• **ASSIGNMENT**
According to the article on the Perspective tool, why might a developer show commenters the toxicity rating of their comments while they are still writing them?

• **SELECTED EXTRACT**
:::::

A Bot That Identifies 'Toxic' Comments Online


A Google-funded algorithm flags messages that are likely to drive others away from a conversation.

Civil conversation in the comment sections of news sites can be hard to come by these days. Whatever intelligent observations do lurk there are often drowned out by obscenities, ad-hominem attacks, and off-topic rants. Some sites, like the one you’re reading, hide the comments section behind a link at the bottom of each article; many others have abolished theirs completely.

One of the few beacons of hope in the morass of bad comments shines at The New York Times, where some articles are accompanied by a stream of respectful, largely thoughtful ideas from readers. But the Times powers its comment section with an engine few other news organizations can afford: a team of human moderators that checks nearly every single comment before it gets published.

For those outlets who can’t hire 14 full-time moderators to comb through roughly 11,000 comments a day, help is on the way. Jigsaw, the Google-owned technology incubator, released a tool Thursday that uses machine-learning algorithms to separate out the worst comments that people leave online.

The tool, called Perspective, learned from the best: It analyzed the Times moderators’ decisions as they triaged reader comments, and used that data to train itself to identify harmful speech. The training materials also included hundreds of thousands of comments on Wikipedia, evaluated by thousands of different moderators.

Perspective’s current focus is on “toxicity,” defined by the likelihood that a comment will drive other participants to leave a conversation, most likely because it’s rude or disrespectful. Developers that adopt the platform can use it as they choose: It can automatically suppress toxic comments outright, or group them to help human moderators choose what to do with them. It could even show a commenter the toxicity rating of his or her comment as it’s being written, in order to encourage the commenter to tone down the language. (That could work a little bit like Nextdoor’s prompts aimed at tamping down on racist posts.)

Perspective’s website lets you test the system by typing in your own phrase. The system then spits out a toxicity rating on a 100-point scale. For example, “You’re tacky and I hate you,” is rated 90 percent toxic. Fair enough. But there are discrepancies—“You’re a butt” is apparently 84 percent toxic, while “You’re a butthead” is only at 36 percent. (When I tried more aggressive insults and abuse—your usual angry comments-section fodder—each scored over 90 percent.)

The Times has been using the system since September, and now runs every single incoming comment through Perspective before putting it in front of a human moderator. Perspective will help the newspaper expand the number of articles that include comments—currently, only about one in ten have comments enabled.

Future versions of Perspective will approach other aspects of online commenting. It may one day be able to tell when a comment is off-topic, for example, by comparing it to the themes contained in the news story it’s referring to.

The platform could help make more comment sections enjoyable and informative—and it might help draw out voices that are often silenced by harassment. A study published in November found that nearly half of Americans have been harassed or abused online, and that women, racial minorities, and LGBT people are more likely to be attacked than others.

The abuse drove people to change their contact information or retreat from family and friends. Worryingly, it also led one in four people to censor themselves in order to avoid further harassment. Most harmful abuse happens on social networks, not news-site comment sections, of course—Twitter is often a loud crossfire of vitriol—but barbs exist on every social platform. Tamping down on abuse on news sites can help make them a safer space for commenters.

Perspective’s developers hope that opening the tool to every publisher will bring comment moderating within reach for more, and perhaps stave off the demise of comment sections. As more news organizations adopt the system, it will continue to learn and improve its accuracy. And if automated moderating proves useful for news sites, it may have a future on larger social media networks, which are most in need of a gatekeeper to stop abuse.

:::::

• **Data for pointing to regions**
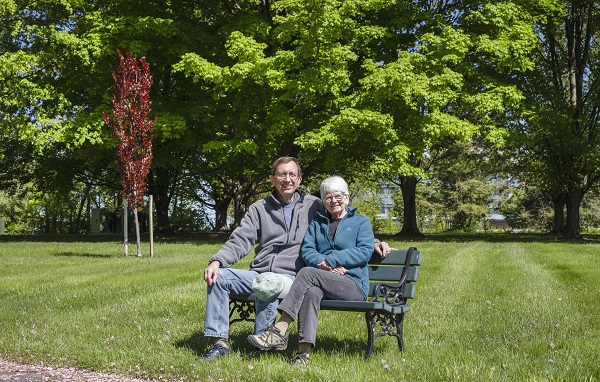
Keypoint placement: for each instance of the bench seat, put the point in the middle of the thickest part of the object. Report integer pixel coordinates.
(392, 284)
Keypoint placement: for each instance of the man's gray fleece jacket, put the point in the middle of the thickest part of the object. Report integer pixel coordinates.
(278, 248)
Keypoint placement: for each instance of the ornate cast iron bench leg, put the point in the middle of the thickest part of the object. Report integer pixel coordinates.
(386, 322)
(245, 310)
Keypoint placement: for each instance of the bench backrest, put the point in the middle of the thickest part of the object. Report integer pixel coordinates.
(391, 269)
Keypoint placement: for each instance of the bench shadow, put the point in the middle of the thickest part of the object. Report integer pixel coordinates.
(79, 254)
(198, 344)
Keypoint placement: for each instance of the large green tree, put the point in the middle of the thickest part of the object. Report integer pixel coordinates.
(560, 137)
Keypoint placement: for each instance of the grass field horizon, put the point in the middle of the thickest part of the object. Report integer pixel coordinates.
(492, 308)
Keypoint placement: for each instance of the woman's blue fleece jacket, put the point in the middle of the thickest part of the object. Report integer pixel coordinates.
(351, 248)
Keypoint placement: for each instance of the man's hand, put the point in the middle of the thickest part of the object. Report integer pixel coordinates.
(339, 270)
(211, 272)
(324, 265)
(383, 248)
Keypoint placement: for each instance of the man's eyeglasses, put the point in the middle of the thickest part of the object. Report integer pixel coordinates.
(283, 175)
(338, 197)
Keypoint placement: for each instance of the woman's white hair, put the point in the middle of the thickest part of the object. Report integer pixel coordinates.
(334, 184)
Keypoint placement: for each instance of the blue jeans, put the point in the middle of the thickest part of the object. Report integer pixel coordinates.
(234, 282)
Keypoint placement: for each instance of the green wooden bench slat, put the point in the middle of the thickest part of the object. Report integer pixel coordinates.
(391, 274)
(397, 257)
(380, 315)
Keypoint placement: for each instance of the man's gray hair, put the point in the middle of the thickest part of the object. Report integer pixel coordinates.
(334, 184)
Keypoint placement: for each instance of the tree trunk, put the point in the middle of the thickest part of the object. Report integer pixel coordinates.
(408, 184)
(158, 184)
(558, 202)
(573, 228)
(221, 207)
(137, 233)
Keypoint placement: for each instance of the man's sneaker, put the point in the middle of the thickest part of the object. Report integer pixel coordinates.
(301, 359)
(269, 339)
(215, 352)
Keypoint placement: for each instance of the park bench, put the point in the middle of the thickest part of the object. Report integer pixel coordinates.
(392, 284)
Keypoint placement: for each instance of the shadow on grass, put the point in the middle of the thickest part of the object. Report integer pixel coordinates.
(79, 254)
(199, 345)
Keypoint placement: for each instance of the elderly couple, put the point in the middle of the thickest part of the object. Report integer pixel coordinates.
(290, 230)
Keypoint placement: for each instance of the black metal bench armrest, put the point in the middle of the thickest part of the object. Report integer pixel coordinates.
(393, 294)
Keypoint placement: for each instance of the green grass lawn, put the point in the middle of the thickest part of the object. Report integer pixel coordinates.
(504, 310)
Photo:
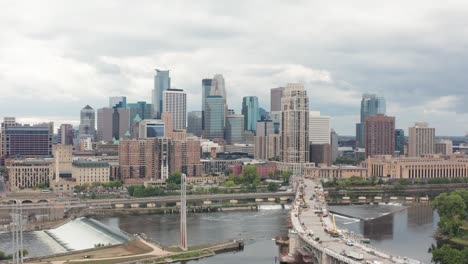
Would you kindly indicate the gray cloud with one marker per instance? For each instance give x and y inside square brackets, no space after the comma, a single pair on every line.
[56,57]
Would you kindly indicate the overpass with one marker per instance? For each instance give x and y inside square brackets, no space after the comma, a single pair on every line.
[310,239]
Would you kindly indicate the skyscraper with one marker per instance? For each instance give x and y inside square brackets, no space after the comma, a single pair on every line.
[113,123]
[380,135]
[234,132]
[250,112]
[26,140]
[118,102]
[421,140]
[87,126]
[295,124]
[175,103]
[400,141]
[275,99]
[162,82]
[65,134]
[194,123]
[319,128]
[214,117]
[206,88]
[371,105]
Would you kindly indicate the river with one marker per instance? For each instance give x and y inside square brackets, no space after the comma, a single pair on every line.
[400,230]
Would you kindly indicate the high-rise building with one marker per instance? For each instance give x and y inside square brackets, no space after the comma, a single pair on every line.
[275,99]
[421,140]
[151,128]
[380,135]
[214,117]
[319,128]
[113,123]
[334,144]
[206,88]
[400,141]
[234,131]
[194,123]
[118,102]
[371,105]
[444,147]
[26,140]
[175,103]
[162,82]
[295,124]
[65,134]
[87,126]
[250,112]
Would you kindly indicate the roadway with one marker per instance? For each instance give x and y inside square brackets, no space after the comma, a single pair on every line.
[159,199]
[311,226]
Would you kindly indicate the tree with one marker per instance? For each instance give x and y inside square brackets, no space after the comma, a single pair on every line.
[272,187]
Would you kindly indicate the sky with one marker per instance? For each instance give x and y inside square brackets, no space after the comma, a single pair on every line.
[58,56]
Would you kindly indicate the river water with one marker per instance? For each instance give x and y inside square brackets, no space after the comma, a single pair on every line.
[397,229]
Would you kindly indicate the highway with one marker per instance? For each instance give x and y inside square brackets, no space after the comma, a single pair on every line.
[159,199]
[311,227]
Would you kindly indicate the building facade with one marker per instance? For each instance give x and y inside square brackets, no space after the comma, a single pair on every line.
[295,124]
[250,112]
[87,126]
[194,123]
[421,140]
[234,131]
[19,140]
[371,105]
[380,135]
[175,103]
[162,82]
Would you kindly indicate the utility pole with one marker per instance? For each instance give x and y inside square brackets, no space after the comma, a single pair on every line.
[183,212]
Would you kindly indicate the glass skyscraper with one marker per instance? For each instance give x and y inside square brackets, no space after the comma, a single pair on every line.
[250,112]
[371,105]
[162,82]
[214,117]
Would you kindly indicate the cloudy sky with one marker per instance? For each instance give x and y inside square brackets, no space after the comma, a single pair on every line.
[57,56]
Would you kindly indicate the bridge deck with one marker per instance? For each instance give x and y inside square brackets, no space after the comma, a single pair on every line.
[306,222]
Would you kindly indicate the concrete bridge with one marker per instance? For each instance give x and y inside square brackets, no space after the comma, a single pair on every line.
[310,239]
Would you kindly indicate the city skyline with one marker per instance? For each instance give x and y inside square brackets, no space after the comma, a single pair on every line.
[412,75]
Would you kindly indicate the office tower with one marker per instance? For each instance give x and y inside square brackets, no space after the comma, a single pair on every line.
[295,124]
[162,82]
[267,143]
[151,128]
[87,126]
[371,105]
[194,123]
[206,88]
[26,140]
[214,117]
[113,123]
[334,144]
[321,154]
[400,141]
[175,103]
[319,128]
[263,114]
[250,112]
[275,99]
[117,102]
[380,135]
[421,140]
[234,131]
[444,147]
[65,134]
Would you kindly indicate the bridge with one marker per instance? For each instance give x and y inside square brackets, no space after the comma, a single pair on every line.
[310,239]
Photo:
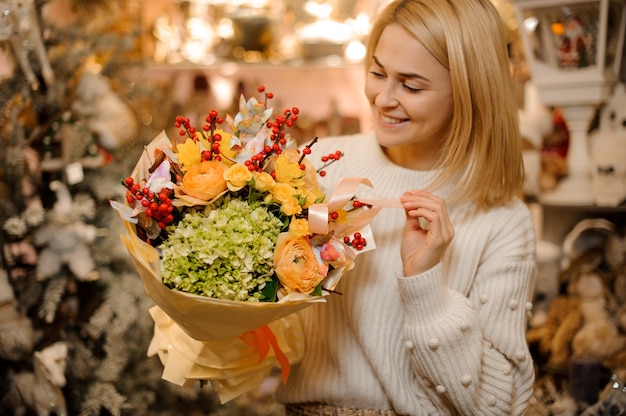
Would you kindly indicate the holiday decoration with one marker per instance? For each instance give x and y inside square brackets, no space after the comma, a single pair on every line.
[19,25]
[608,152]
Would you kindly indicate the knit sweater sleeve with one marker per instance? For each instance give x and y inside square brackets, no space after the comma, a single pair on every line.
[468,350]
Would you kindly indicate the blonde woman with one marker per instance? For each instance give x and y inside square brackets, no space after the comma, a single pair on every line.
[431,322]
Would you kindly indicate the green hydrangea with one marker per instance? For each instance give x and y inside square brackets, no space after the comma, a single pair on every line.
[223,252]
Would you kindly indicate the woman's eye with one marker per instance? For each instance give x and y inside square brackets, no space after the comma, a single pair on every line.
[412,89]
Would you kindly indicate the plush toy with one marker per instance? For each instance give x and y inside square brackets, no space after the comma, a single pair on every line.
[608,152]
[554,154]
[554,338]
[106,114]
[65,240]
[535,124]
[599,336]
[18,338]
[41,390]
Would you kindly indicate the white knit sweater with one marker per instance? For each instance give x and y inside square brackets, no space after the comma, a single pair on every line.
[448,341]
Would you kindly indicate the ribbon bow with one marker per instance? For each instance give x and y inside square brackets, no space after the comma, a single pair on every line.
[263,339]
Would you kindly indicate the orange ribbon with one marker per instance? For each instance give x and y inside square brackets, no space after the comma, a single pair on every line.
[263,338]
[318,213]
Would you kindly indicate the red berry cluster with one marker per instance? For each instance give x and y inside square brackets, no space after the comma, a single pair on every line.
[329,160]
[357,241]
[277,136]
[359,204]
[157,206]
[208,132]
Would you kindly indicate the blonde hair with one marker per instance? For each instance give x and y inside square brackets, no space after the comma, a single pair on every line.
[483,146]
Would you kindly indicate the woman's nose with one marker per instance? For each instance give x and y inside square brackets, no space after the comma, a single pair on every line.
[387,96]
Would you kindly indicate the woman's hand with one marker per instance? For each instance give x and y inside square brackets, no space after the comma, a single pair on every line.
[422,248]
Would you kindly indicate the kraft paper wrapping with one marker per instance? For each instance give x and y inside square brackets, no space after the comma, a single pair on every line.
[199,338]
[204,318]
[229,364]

:::::

• **RESPONSE**
Showing commenters the toxicity rating as they write is meant to encourage them to tone down their language. The article compares this to Nextdoor's prompts aimed at tamping down on racist posts.